## Excerpted passage

####################

Hold on to your love handles... because I'm about to present a transformation story with some refreshing truth. The photo below might frighten you a little bit, but the truth is, you should never be afraid of the truth! This is how I look at the middle age of 51, post-180-pound-weight loss, and without the benefit of skin tightening surgery. I brought this change about through clean eating, regular movement, and paying attention to who I am. The latter is an ongoing process that involves riding out bad moods and dark days without downing enough chip-aisle-offerings for six people.
People who knew me at my former size often don't recognize me if we haven't seen each other in a while. Relative newcomers to my life are astonished at the before pictures. And then there's the segment of America whom I have let down, for I have not arrived at my destination in a bikini. It's true... when I was in the highly-focused weight loss phase of my life, which lasted about two years, I deliberately abstained from the steady rounds of Kool-Aid being served to women like me. The refrain is as common as it is antiquated, but it's still sadly a part of our culture, this bikini fetish. Most weight transformation stories spotlighted in national forums such as "The Today Show" and "Shape" magazine aren't complete without this syrupy, yawningly-predictable finale.

####################

## Recorded information
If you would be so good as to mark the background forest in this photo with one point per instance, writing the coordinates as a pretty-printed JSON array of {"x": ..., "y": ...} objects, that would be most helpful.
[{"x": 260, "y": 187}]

####################

According to the weight-loss essay, about how long did the writer's highly focused weight loss phase last? Nothing in the listing is needed for this exercise.

About two years.